Retype, word for word, the passage of the Project RISE blog post below that opens with the words containing "This summer, I" and closes with "well worth it.".

→ **SUPPLIED TEXT**
-.-.-
A few months ago, I blogged about my career journey
And my recent half-time contract working with the National Federation of the Blind of Virginia on our Project RISE youth transition program. I haven’t written much on the program here, partly since I try to keep the Weekly Wisdom blog content relevant to a national or international readership, and also to protect the privacy of individual students. However, since our program recruitment is in full swing right now, I wanted to take this chance to share a bit about what we’ve done, get the word out about our future plans, and perhaps inspire others to consider developing similar programs. (Plus, this is my professional blog, and Project RISE is a big part of my professional life at the moment).
This past spring and summer, we served 18 students ages 14-21 who are blind or visually impaired and live in northern Virginia. During monthly interactive group sessions, our students explored careers, wrote resumes and cover letters, practiced professional interaction, and learned nonvisual skills for independent living and travel. We also had a lot of fun! Students learned from each other and from our dedicated blind mentors who are all either working professionals or older college students.
This summer, I had the pleasure and challenge of coordinating work experiences for nine of our students. These included competitive summer jobs, volunteering, or internships geared toward specific vocational goals. We had a student intern in a medical research lab, another at a commercial bakery, and a law firm. A fourth student had a music internship tailored specifically for him, and I will get to see him perform his original music tomorrow evening. It was challenging to find positions for students spread out across a fairly wide geographic area and with a variety of specific vocational interests. But the reward for the students, for us, and for the employer partners has been well worth it.
Since the program started in February, the growth we have seen in individual students is striking. I’ve observed shy students who barely said two words to anyone at the first session, going up on stage to debate with their peers and reaching out to professional contacts on their own. Students with partial sight who voiced discomfort or disdain for their white canes at the beginning began willingly carrying them to our events. Older students modeling self-advocacy for younger students and honing their own leadership skills in the process. These gains may not be tangible at the moment, but they will undoubtedly translate into success at school, at work and in life.
As a pre-employment transition program, we have to provide a specific set of services under the Workforce Innovation and Opportunity Act. Our curriculum may seem complicated, but when I think about what makes our program so impactful, the most important active component, in my mind, is something that is barely mentioned in the regulations. Yet it is something that resonates with my own past. The summer after 7th grade, I recall going to a day camp for nondisabled teens, coming home one night, and bursting into tears. Such melodramatics are very rare for me, and in fact, that was the last time I have ever seriously cried. It was a reaction to years of accumulated microaggressions and the sense that I didn’t belong among my peers, or even in the broader community where I knew few other disabled people. At that particular point, I had nowhere to go emotionally but up.
-.-.-
→ **EXCERPTED RECORDS**
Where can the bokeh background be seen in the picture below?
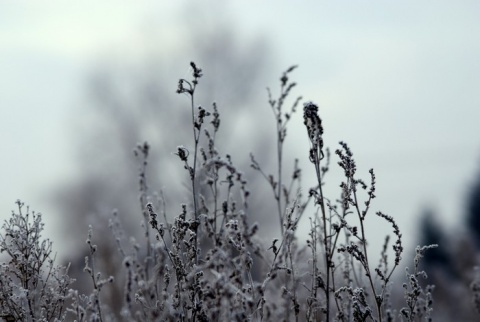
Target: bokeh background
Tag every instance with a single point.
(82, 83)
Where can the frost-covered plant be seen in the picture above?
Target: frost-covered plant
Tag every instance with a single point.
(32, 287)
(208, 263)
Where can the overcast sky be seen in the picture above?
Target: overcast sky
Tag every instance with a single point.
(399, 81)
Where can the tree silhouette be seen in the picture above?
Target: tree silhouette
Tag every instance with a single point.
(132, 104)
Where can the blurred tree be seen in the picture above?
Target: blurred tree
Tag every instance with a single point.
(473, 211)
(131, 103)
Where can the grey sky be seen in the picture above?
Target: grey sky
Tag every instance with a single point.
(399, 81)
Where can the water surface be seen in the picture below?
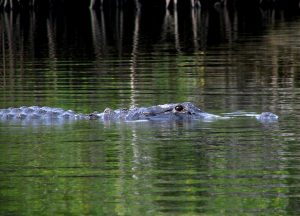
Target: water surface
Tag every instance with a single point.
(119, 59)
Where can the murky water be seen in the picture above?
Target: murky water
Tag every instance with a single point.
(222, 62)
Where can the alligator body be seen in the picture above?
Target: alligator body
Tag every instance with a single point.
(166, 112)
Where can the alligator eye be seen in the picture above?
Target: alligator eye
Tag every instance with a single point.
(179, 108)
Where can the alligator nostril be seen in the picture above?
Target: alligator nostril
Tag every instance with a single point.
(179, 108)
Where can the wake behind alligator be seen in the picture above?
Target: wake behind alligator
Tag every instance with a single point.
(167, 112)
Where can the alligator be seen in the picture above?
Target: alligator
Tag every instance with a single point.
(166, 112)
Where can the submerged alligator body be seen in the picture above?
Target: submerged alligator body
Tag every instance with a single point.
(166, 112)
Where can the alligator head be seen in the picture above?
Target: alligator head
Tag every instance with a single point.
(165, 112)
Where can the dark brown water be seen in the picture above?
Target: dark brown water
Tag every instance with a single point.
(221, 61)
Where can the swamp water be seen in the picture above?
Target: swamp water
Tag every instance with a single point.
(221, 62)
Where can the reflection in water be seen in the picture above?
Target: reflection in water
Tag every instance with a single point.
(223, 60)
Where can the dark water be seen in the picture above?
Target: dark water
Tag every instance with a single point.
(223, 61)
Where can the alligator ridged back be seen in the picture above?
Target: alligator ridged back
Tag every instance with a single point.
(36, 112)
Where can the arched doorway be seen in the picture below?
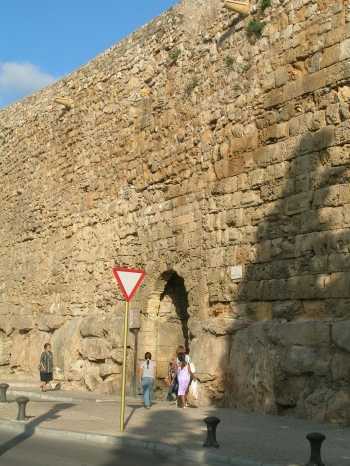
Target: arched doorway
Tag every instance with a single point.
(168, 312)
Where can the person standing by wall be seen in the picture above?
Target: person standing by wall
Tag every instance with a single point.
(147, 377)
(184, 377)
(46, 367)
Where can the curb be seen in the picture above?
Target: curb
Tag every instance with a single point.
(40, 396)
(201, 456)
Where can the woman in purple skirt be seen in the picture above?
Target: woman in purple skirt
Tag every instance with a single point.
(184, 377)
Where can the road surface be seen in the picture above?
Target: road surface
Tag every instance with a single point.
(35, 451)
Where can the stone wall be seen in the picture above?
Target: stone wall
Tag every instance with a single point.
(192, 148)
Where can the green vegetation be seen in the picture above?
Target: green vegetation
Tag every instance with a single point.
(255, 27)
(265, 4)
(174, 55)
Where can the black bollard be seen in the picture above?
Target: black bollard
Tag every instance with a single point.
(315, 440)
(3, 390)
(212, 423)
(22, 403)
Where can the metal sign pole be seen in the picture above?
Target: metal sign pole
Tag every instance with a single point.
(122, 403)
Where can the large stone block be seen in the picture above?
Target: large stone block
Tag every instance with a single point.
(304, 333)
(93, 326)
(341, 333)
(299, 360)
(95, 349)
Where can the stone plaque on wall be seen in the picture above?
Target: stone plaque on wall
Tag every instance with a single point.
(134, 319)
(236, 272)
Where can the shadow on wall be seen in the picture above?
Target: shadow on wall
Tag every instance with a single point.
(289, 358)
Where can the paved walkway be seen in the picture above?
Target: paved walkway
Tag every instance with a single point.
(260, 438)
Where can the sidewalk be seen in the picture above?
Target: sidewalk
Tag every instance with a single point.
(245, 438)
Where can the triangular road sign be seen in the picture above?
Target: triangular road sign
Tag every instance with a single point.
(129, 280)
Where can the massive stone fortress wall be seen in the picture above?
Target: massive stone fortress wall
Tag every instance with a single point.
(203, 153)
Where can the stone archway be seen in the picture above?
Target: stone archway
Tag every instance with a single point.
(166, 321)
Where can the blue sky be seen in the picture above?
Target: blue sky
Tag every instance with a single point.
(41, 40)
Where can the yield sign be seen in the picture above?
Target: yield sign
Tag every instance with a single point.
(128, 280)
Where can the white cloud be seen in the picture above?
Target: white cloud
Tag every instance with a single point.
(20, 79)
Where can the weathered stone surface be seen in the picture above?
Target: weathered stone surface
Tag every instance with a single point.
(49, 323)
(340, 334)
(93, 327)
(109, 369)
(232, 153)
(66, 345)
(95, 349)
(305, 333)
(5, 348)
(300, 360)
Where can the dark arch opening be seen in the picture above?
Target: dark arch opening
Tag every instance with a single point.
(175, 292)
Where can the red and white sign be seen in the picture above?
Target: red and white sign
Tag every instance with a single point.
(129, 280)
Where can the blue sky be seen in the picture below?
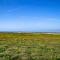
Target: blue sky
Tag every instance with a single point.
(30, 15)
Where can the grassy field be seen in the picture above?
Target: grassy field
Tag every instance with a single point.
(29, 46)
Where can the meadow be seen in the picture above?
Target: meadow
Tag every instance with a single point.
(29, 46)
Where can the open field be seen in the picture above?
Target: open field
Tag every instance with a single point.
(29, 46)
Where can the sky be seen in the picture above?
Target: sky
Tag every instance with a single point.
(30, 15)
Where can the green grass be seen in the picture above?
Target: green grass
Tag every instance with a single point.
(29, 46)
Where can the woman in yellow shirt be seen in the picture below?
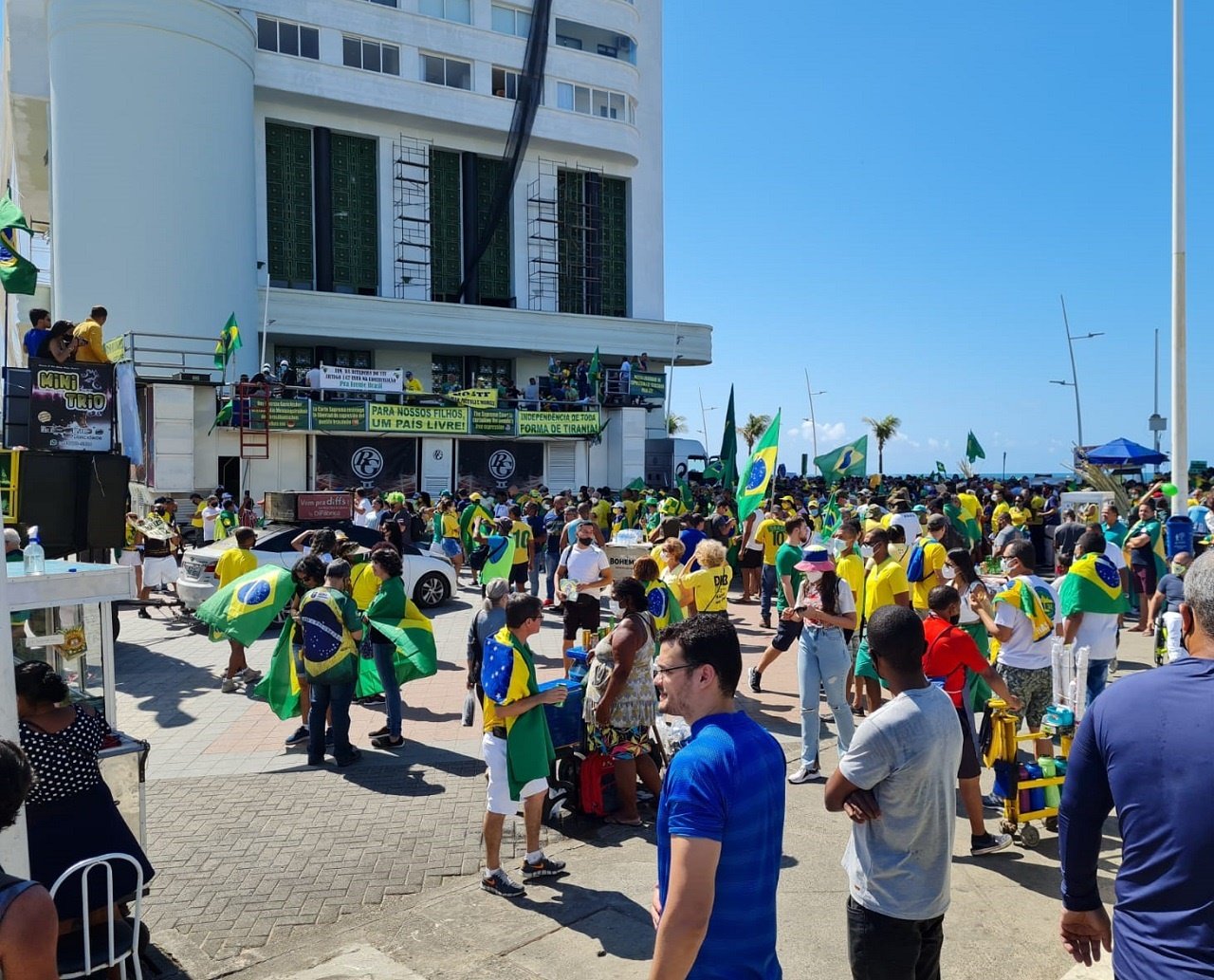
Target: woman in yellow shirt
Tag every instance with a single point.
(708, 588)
-.-.-
→ **RESPONSE BELOW**
This summer, I had the pleasure and challenge of coordinating work experiences for nine of our students. These included competitive summer jobs, volunteering, or internships geared toward specific vocational goals. We had a student intern in a medical research lab, another at a commercial bakery, and a law firm. A fourth student had a music internship tailored specifically for him, and I will get to see him perform his original music tomorrow evening. It was challenging to find positions for students spread out across a fairly wide geographic area and with a variety of specific vocational interests. But the reward for the students, for us, and for the employer partners has been well worth it.